● **Text provided**
::::::::

Carlos: That’s right. You have that suite of…
Reza: You can even create import-export package from management studio. That’s easy, right-click, import, export from this to that. But it’s not that easy in Azure Data Factory, because you have to write JSON. JSON is not. It is easy, but you have to be familiar with it, and you have to write a SKU, so you cannot expect a DBA to come up here and say, “OK, let’s write this JSON.”
Carlos: So the DBAs may have to get cozy with their JSON developers, right?
Reza: Yes, that’s right. But I believe there will be a very fast enhancement on JSON writing of that. Probably, there will be something that will generate that JSON from some result, something like that.There are visual studio templates for Azure Data Factory, but that template doesn’t do that much. It just create the project with folders, link services. And when you right-click on folder, and you say, “OK, I want to create a link service,” this will put the JSON escape template for you, and you have to fill that in.

::::::::

● **Collected data**
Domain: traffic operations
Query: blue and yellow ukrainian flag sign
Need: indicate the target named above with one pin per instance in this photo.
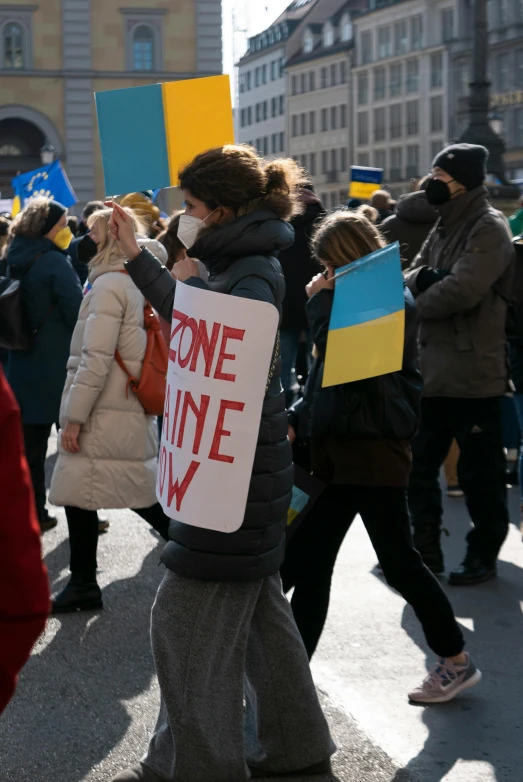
(367, 326)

::::::::

● **Exercise details**
Reproduce everything in the Azure Data Factory conversation above, from "Carlos: So the" down to "fill that in.", word for word.

● **Answer to the problem**
Carlos: So the DBAs may have to get cozy with their JSON developers, right?
Reza: Yes, that’s right. But I believe there will be a very fast enhancement on JSON writing of that. Probably, there will be something that will generate that JSON from some result, something like that.There are visual studio templates for Azure Data Factory, but that template doesn’t do that much. It just create the project with folders, link services. And when you right-click on folder, and you say, “OK, I want to create a link service,” this will put the JSON escape template for you, and you have to fill that in.